COMPLETE THE FOLLOWING:
1. Summarize the news excerpt about the denied collision center in two sentences.
2. Pick up the news excerpt about the denied collision center where it stops and write what comes next.

EXCERPT TO READ:
=-=-=-=-=
The deal originally was supposed to close in December, but was pushed back to February. The Board of Zoning Appeals denied the request at its February meeting.

The proposed Griffin Hub Collision Center that was denied by the city’s Board of Zoning Appeals.

Griffin said from the beginning, the city made him and Arenas jump through hoops and spend a lot of money on the project.

“We were working with the alderman and there were delays, but we were willing to give up some things and I thought it would get approved,” Griffin said. “Then we got to the meeting and it took a turn. We could have probably gone back and fought a little more, but I didn’t want to spend any more money chasing something they didn’t want in the first place.”

Arenas blames Witkowski and also Aerotropolis Milwaukee, a 21-member public-private partnership to improve and attract development to the airport area.

The group has been working with the Southeastern Wisconsin Regional Planning Commission to create a development plan to identify where future growth and economic development should be occurring around the airport.

During an interview with BizTimes in April, Witkowski used the denial of Griffin’s collision center as an example of the type of businesses Aerotropolis is trying to keep away from the neighborhoods closest to the airport.

“I think we’ll have several small wins,” Witkowski said at the time. “And because we are all separate communities, we won’t know we have a win because it will be an Aerotropolis win, but it will be for the good of everyone.”
=-=-=-=-=
Stored data entries:
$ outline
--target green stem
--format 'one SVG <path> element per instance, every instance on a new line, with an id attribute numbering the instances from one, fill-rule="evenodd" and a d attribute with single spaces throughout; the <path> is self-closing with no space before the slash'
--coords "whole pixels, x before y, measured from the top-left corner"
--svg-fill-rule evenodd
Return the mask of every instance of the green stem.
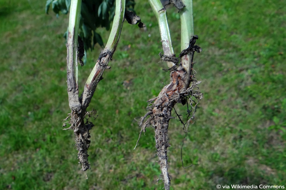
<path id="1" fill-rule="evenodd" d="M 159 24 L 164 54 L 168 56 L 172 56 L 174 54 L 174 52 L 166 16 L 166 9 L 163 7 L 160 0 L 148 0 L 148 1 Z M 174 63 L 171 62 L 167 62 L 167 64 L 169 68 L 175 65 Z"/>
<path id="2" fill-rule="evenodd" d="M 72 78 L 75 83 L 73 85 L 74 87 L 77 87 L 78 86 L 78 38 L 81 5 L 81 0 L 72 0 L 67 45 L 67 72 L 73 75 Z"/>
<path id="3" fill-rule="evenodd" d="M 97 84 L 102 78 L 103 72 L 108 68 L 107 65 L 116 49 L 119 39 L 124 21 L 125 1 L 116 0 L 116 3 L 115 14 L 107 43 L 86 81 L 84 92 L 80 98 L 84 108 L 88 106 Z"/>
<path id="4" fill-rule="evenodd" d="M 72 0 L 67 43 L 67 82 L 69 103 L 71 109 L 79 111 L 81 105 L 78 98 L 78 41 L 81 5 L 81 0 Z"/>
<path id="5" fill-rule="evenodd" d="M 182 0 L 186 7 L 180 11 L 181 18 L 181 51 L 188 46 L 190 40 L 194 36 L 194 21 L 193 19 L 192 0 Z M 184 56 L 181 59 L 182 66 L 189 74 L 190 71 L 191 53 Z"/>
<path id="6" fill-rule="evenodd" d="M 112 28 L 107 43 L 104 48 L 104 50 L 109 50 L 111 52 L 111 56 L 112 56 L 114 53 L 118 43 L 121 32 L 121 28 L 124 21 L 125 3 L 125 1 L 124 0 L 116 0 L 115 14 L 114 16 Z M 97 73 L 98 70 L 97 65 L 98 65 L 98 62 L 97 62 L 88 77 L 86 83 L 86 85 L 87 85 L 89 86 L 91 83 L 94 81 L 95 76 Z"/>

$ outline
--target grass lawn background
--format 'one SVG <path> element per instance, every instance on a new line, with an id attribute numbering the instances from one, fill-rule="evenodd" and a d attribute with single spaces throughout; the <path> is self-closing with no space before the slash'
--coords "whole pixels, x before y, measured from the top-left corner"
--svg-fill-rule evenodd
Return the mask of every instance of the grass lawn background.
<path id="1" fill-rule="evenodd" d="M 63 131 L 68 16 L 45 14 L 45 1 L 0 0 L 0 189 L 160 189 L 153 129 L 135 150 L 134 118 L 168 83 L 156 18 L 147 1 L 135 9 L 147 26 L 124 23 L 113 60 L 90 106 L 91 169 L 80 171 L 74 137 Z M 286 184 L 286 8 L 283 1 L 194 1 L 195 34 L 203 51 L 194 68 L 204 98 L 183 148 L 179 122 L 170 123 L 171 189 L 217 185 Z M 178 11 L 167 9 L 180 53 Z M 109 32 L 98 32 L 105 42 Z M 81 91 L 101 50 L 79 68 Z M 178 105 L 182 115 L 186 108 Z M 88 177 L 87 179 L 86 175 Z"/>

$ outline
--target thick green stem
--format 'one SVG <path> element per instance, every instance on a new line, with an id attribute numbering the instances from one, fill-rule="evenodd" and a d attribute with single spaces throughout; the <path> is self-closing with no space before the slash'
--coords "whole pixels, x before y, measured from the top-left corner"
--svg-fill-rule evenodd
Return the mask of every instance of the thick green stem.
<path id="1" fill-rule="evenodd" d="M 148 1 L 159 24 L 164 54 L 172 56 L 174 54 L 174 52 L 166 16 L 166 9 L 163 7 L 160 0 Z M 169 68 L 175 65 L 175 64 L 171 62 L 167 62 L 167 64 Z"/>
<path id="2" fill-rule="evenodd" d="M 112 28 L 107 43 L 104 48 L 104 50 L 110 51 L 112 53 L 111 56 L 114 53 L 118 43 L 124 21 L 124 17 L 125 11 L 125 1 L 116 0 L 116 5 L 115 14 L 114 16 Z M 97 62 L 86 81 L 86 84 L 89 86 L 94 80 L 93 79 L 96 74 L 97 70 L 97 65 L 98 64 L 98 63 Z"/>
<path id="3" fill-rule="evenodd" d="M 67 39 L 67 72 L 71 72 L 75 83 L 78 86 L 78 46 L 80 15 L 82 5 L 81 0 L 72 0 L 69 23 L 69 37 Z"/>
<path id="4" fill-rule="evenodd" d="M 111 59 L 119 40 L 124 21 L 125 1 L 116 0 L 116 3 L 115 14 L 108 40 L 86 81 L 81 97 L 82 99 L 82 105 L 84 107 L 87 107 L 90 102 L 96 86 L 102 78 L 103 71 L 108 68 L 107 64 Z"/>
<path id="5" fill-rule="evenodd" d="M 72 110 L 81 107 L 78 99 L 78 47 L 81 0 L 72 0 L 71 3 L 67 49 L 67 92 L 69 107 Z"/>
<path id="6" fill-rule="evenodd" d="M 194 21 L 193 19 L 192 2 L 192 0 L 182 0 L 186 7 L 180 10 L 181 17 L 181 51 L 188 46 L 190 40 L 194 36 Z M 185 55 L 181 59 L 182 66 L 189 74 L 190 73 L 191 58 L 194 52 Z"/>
=-=-=-=-=
PER-TASK ANSWERS:
1. The city's Board of Zoning Appeals denied the proposed Griffin Hub Collision Center at its February meeting, and Griffin said the city had made him and Arenas jump through hoops and spend a lot of money on the project. Arenas blames Witkowski and Aerotropolis Milwaukee, a 21-member public-private partnership, and in April Witkowski had used the denial as an example of the type of businesses Aerotropolis is trying to keep away from the neighborhoods closest to the airport.

2.
But Witkowski said even without Aerotropolis, he would have opposed the collision center, which would have included 240 vehicle storage spaces.

“It doesn’t fit in the area, and Griffin made no effort to educate us what he wanted to do there,” Witkowski said, adding that Griffin did not attend the BOZA meeting, but was in his office afterward upset about the outcome.

Thomas Schelonka, Griffin’s fixed operations director, did attend the meeting, according to the minutes. So did Thomas Gartner, a real estate attorney with Michael Best & Friedrich LLP, who represented the owner of the strip mall immediately across the street who opposed Griffin’s proposal.

Witkowski said he would like to see something related to hospitality at the site.

Alderman Terry Witkowski is hoping for a development at the site like what Perspective Design Inc. is building at 306 W. Layton Ave., which includes a Golden Corral restaurant.

He pointed to the recently-approved Golden Corral restaurant and strip mall planned at 306 W. Layton Ave., in front of the existing Courtyard by Marriott hotel, as an example of the type of development he would like to see along Layton Avenue.

“Anything in the hospitality industry could go there,” Witkowski said. “And Jerry is welcome to reopen his restaurant.”

Arenas has no plans to do that.

He is currently interviewing real estate brokers about selling the property and is hearing from them that Witkowski wants a hotel, restaurant or retail on the site.

“Who is he to tell me what I can do with my property?” Arenas said.